- _DATASET RECORDS_
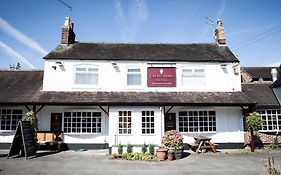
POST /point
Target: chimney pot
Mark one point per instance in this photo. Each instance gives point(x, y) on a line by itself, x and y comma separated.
point(274, 74)
point(68, 35)
point(219, 33)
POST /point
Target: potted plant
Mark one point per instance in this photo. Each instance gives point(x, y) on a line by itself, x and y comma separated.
point(161, 153)
point(171, 154)
point(173, 140)
point(253, 123)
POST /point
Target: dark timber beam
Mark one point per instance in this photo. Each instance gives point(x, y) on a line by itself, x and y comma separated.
point(169, 110)
point(40, 109)
point(27, 108)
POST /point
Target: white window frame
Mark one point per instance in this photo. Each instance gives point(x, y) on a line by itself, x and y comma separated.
point(148, 122)
point(96, 123)
point(125, 122)
point(13, 119)
point(89, 69)
point(194, 75)
point(207, 119)
point(271, 120)
point(128, 73)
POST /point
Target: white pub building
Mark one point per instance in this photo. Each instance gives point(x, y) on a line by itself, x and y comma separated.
point(102, 94)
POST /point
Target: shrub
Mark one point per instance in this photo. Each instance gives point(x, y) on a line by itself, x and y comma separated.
point(29, 116)
point(120, 149)
point(129, 148)
point(134, 156)
point(144, 148)
point(253, 121)
point(151, 149)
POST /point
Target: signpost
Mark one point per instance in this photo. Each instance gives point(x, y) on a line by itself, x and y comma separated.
point(23, 141)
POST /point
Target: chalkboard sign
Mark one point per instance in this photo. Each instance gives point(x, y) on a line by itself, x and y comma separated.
point(23, 141)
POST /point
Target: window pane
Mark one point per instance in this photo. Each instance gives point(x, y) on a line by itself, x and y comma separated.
point(133, 79)
point(133, 70)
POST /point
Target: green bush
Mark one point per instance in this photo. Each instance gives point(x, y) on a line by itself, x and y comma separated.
point(129, 148)
point(120, 149)
point(151, 149)
point(144, 148)
point(134, 156)
point(253, 121)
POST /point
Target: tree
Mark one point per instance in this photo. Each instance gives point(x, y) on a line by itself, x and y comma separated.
point(253, 123)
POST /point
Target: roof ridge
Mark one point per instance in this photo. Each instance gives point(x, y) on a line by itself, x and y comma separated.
point(144, 43)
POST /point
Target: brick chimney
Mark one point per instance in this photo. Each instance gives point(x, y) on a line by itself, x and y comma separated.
point(67, 35)
point(219, 33)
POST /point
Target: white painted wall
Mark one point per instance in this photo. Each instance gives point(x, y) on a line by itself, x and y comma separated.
point(45, 122)
point(229, 121)
point(218, 78)
point(8, 136)
point(136, 137)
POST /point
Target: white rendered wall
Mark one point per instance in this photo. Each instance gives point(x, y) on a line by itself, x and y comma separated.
point(229, 125)
point(136, 137)
point(218, 77)
point(8, 136)
point(44, 121)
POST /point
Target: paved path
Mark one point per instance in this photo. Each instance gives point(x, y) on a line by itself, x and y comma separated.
point(70, 162)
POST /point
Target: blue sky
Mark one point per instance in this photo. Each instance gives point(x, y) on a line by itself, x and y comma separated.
point(31, 28)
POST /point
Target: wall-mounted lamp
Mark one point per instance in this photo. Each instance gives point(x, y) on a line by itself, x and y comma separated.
point(224, 68)
point(59, 63)
point(114, 64)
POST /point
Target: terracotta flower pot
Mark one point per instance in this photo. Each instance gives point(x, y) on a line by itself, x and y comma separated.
point(161, 154)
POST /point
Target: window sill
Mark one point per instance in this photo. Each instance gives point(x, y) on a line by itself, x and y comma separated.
point(150, 135)
point(199, 133)
point(86, 87)
point(272, 131)
point(7, 131)
point(69, 133)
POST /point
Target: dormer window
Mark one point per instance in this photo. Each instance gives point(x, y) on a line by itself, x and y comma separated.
point(133, 77)
point(193, 77)
point(86, 75)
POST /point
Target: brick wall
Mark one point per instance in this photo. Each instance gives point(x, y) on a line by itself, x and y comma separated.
point(262, 138)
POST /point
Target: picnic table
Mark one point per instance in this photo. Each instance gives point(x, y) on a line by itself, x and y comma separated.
point(203, 143)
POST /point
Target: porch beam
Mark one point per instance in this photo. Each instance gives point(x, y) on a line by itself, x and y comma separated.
point(170, 108)
point(27, 107)
point(104, 110)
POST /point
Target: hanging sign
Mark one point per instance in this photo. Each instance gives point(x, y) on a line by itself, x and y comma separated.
point(161, 77)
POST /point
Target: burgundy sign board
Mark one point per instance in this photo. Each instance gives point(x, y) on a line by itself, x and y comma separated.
point(161, 77)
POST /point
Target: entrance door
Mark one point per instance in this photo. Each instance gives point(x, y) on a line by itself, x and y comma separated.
point(170, 121)
point(56, 122)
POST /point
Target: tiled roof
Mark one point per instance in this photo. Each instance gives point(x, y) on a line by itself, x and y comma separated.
point(261, 93)
point(260, 72)
point(143, 52)
point(24, 88)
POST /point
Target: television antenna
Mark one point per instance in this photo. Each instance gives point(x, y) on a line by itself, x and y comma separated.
point(209, 21)
point(68, 6)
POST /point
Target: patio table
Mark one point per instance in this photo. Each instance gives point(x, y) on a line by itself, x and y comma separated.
point(203, 143)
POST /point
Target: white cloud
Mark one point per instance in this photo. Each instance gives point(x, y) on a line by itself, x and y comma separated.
point(129, 25)
point(16, 55)
point(20, 37)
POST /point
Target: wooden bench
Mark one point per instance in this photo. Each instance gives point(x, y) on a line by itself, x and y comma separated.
point(51, 139)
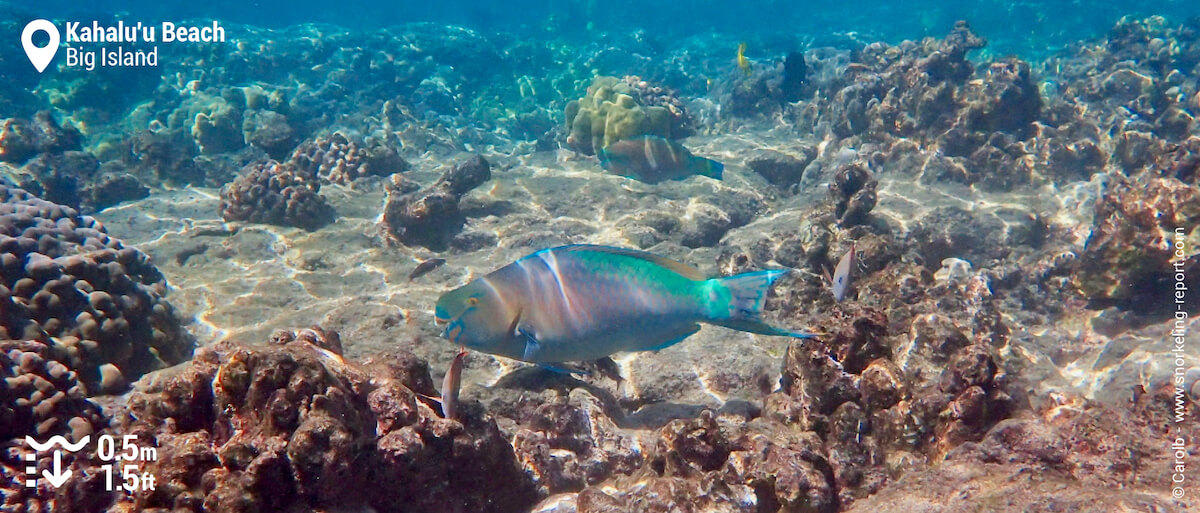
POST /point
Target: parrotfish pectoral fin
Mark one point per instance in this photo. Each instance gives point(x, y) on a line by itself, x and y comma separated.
point(749, 293)
point(532, 345)
point(677, 338)
point(564, 369)
point(708, 167)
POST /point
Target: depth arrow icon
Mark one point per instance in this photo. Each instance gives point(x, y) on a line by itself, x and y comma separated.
point(60, 475)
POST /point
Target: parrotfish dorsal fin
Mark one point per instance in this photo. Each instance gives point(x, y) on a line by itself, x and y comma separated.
point(677, 266)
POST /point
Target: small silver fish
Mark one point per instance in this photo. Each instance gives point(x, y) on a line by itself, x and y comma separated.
point(425, 267)
point(451, 384)
point(841, 275)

- _PROBLEM_
A word-for-word copy of the records is needed, one that contains no pictures.

- _RESPONSE_
POST /point
Target: chimney pot
Mark one point per instance in this photo. Each instance gives point(x, y) on a line by itself, x and y comma separated.
point(274, 74)
point(68, 35)
point(219, 33)
POST /point
Target: potted plant
Mark one point per instance in this photo. Each instance gives point(x, y) on a line by itself, x and y comma separated.
point(161, 153)
point(171, 154)
point(173, 140)
point(253, 123)
POST /point
Target: dark timber beam
Mark one point per instance in this photo. Each instance gives point(x, y) on a line by itself, x and y comma separated.
point(169, 110)
point(40, 109)
point(27, 108)
POST /point
Target: white window frame
Mark one point per instance in this photo. Each instance gives point(x, y) on a line by itself, x and y comma separated.
point(148, 122)
point(96, 123)
point(125, 122)
point(13, 119)
point(89, 69)
point(194, 75)
point(207, 119)
point(271, 120)
point(128, 73)
POST /point
Target: white pub building
Mark one point per instance in this photo. Each instance gives point(x, y) on a line by itself, x and y comma separated.
point(102, 94)
POST /point
Target: shrub
Mark one point per instance in this photo. Each instance gives point(x, y) on a line by itself, x and y comma separated.
point(29, 116)
point(120, 149)
point(129, 148)
point(134, 156)
point(144, 148)
point(253, 121)
point(151, 149)
POST /point
Target: signpost
Mark one point per instance in this photo. Each instance gives point(x, y) on a line by itself, x and y comma separated.
point(23, 141)
POST /point
Target: chalkboard sign
Mark one point per instance in this photo. Each instance gives point(x, y) on a line by itself, x and y comma separated.
point(23, 141)
POST /point
Target: window pane
Mark one point per instance in this photo. Each instance gives point(x, y) on a line by itself, x and y comma separated.
point(133, 79)
point(133, 70)
POST /point
Target: green bush
Mark one point per instance in this photo. Each instance gives point(x, y) on a line by itself, x and y comma separated.
point(129, 148)
point(120, 149)
point(151, 149)
point(144, 148)
point(134, 156)
point(253, 121)
POST /point
Target: tree
Mark one point per instance in this photo. Each instance gives point(x, y) on a line by itself, x and y comma separated.
point(253, 123)
POST /point
Target: roof ridge
Mark one point per instance in this photo. Each instance gives point(x, y) on a line by itself, x and y comma separated.
point(144, 43)
POST /point
Target: brick chimney
Mark one point per instance in this photo. Each instance gives point(x, y) on a line by itself, x and y comma separated.
point(67, 35)
point(219, 33)
POST /point
Target: white painted wall
Mark one point per instance in this photo. Each instance gives point(x, y) on a line by itself, x and y comma separated.
point(45, 122)
point(229, 121)
point(218, 78)
point(8, 136)
point(136, 137)
POST /point
Target: white rendered wall
Mark one point per instance in this photo. Each instance gives point(x, y) on a line by itself, x and y comma separated.
point(229, 125)
point(136, 137)
point(218, 77)
point(8, 136)
point(44, 121)
POST /point
Target: paved path
Mark one point per instance in this photo. Each instance gives point(x, y) on a line by itself, x and y comma separated.
point(70, 162)
POST /point
Target: blue sky
Mark one point per instance in this photo. Each instance gives point(x, y) on a line by itself, x and y comma separated.
point(31, 28)
POST /point
Target: wall-mounted lamp
Mark one point per instance in this photo. Each instance gives point(x, y) on a line by itself, x and y comma separated.
point(224, 68)
point(59, 63)
point(114, 64)
POST /point
Target: terracotta flower pot
Mark one point per instance in this photo. Each instance gives point(x, y) on a line by itself, x and y comma separated.
point(161, 154)
POST /point
Target: window sill
Mark one point per instance in this photo. Each instance gives point(x, y) on a line by itself, x and y comma separated.
point(150, 135)
point(199, 133)
point(86, 87)
point(272, 131)
point(7, 131)
point(69, 133)
POST /point
Target: dormer window
Mark one point per instance in this photo. Each instance gives point(x, y) on a line by itself, x and y comma separated.
point(133, 77)
point(193, 77)
point(86, 75)
POST /point
Target: brick wall
Mark one point per instance in this photo. Each instance gives point(x, y) on a line by itself, x and y comma separated.
point(262, 138)
POST /point
Target: picnic table
Mark one point per instance in this photo. Each instance gives point(x, y) on a line by itself, x and y comma separated.
point(203, 143)
POST /point
Target: porch beam
Mark one point per instance in this photo. Each instance gives point(x, y) on a line by itself, x and y comma separated.
point(170, 108)
point(27, 107)
point(104, 110)
POST /point
Target: hanging sign
Mark one point per instance in this photo. Each instance gives point(x, y) on a line by itself, x and y comma separated.
point(161, 77)
POST /point
Target: burgundy sign board
Mark one point per instance in this photo. Each instance gives point(x, y) on a line by itself, x and y comma separated.
point(161, 77)
POST /point
Target: entrance door
Mark one point per instance in this photo. Each instance gives point(x, y) on a line by itself, x and y comma separated.
point(170, 121)
point(56, 122)
POST /point
Target: tiled roof
Mark one point per instance in this photo. Each instance gives point(x, y) on a line by itself, x and y comma separated.
point(261, 93)
point(260, 72)
point(143, 52)
point(24, 88)
POST /point
Target: television antenna
Mark one point per instance in this photo. Each instance gives point(x, y) on a line by itself, x and y comma separated.
point(209, 21)
point(68, 6)
POST /point
Target: patio table
Mark one point per instance in this photo. Each instance gives point(x, y) on a line by itself, x and y comma separated.
point(203, 143)
POST /point
Target: white cloud
Mark one point per instance in this photo. Each instance gives point(x, y) on a line by itself, x and y comma separated.
point(129, 25)
point(16, 55)
point(20, 37)
POST /point
Target: wooden bench
Mark one point per instance in this photo. Each instance gives point(x, y) on a line by itself, x and y comma separated.
point(51, 139)
POST /point
Target: parrotfish pectoral fin
Mark one point per instance in this photo. Each instance gives point(x, y) on a line by itself, x and y comma separated.
point(749, 293)
point(532, 345)
point(677, 338)
point(564, 369)
point(708, 167)
POST /point
Target: depth arrow icon
Mark one point per instance in this photo. Each instance gives point(x, y) on a line by itself, x and y comma separated.
point(60, 475)
POST /point
Target: parrotfish dorsal fin
Mark one point per instance in this photo. Each instance gives point(x, y) on a line by itself, x and y comma separated.
point(677, 266)
POST /point
Target: small silver fish
Mark one point per instance in this photo. Each instance gives point(x, y) on a line by itself, x and y comma separated.
point(425, 267)
point(451, 384)
point(841, 275)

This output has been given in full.